◆ What is being asked ◆
The records appear below. Copy each one exactly.

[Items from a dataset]
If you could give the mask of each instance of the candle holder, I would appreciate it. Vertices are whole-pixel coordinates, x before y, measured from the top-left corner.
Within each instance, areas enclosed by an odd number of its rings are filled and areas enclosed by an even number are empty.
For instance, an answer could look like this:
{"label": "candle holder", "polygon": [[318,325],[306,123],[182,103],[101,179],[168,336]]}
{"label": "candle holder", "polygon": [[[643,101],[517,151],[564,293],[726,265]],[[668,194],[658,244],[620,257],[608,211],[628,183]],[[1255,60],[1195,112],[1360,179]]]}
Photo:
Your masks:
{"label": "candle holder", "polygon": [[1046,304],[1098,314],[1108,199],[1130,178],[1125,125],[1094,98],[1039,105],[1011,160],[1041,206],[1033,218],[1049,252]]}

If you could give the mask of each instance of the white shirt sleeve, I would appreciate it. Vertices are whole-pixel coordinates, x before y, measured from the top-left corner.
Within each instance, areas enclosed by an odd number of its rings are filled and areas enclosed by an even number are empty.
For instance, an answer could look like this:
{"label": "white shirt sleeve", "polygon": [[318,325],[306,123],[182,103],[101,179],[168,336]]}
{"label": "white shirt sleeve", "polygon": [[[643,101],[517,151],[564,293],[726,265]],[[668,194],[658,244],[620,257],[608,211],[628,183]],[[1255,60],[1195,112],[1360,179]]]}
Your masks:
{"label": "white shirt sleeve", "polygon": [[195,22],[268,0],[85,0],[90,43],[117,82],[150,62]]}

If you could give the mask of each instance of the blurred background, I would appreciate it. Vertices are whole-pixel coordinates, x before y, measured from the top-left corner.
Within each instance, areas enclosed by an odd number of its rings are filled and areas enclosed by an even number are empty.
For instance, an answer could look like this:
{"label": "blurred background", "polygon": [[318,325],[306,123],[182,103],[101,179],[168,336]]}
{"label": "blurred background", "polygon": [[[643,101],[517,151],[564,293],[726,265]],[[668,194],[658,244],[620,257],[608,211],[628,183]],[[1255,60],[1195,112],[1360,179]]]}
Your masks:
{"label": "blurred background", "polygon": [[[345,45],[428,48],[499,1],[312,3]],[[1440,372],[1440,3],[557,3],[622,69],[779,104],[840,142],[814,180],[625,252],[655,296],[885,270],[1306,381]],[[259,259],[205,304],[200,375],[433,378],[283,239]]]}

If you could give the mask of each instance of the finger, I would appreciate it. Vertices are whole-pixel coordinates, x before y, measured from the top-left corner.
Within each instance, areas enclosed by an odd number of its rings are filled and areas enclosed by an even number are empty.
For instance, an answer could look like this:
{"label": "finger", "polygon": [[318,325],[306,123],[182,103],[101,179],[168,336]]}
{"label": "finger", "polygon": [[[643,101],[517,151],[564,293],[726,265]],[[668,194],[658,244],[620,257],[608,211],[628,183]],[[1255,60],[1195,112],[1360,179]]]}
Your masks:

◆ Result of the exercise ◆
If you could give the mask of each instance of the candle holder, I would appreciate it. Vertices are whole-pixel coordinates, x before y, measured from the top-left corner.
Within each instance, areas enclosed by an odd number of its rings are filled and areas enclosed by an even number are empty.
For instance, an answer could look like this:
{"label": "candle holder", "polygon": [[318,325],[306,123],[182,103],[101,179],[168,336]]}
{"label": "candle holder", "polygon": [[[643,101],[517,151],[564,293],[726,265]],[[668,194],[658,244],[620,257],[608,211],[628,183]],[[1255,60],[1195,112],[1360,179]]]}
Photo:
Your masks:
{"label": "candle holder", "polygon": [[1046,304],[1098,314],[1108,199],[1130,178],[1125,125],[1094,98],[1039,105],[1011,160],[1041,206],[1033,218],[1049,252]]}

If you could give the mask of each instance of the white shirt sleeve, I would appreciate it. Vertices are whole-pixel coordinates, x before y, measured from the top-left corner.
Within each instance, areas enclosed by an odd number of its rings are filled and areas enclosed by an even number are empty.
For instance, an answer could look like this:
{"label": "white shirt sleeve", "polygon": [[318,325],[306,123],[182,103],[101,179],[168,336]]}
{"label": "white shirt sleeve", "polygon": [[[643,101],[517,151],[564,293],[726,265]],[[668,194],[658,244],[620,257],[608,211],[628,183]],[[1255,60],[1195,112],[1360,179]]]}
Your masks:
{"label": "white shirt sleeve", "polygon": [[195,22],[268,0],[85,0],[90,43],[117,82],[150,62]]}

If you could give the mask of each instance of the blurred background, I would appreciate it. Vertices are whole-pixel coordinates, x before y, measured from the top-left corner.
Within each instance, areas enclosed by an odd number of its rings are filled and areas enclosed by an even number are empty.
For instance, an answer could look like this:
{"label": "blurred background", "polygon": [[318,325],[306,123],[182,103],[101,179],[168,336]]}
{"label": "blurred background", "polygon": [[[643,101],[517,151],[564,293],[726,265]],[[668,194],[658,244],[620,257],[608,211],[628,183]],[[1255,60],[1195,112],[1360,179]]]}
Your masks:
{"label": "blurred background", "polygon": [[[345,45],[428,48],[499,1],[312,3]],[[1440,372],[1440,3],[557,3],[622,69],[779,104],[840,142],[814,180],[625,252],[655,296],[885,270],[1306,381]],[[259,259],[205,304],[200,375],[433,378],[283,239]]]}

If you could give the mask of each instance of the finger, I would appreciate it. Vertices are whole-pixel coordinates, x before y, measured from the top-left corner.
Within each instance, areas enclosed by an odd number of its rings are filled and areas enclosed by an even number are empty.
For instance, an answer could look like this:
{"label": "finger", "polygon": [[318,325],[306,123],[182,103],[101,179],[168,336]]}
{"label": "finger", "polygon": [[[643,101],[517,151],[564,293],[726,265]],[[668,194],[658,244],[620,257],[608,211],[628,183]],[[1255,60],[1195,112],[1360,179]]]}
Your masks:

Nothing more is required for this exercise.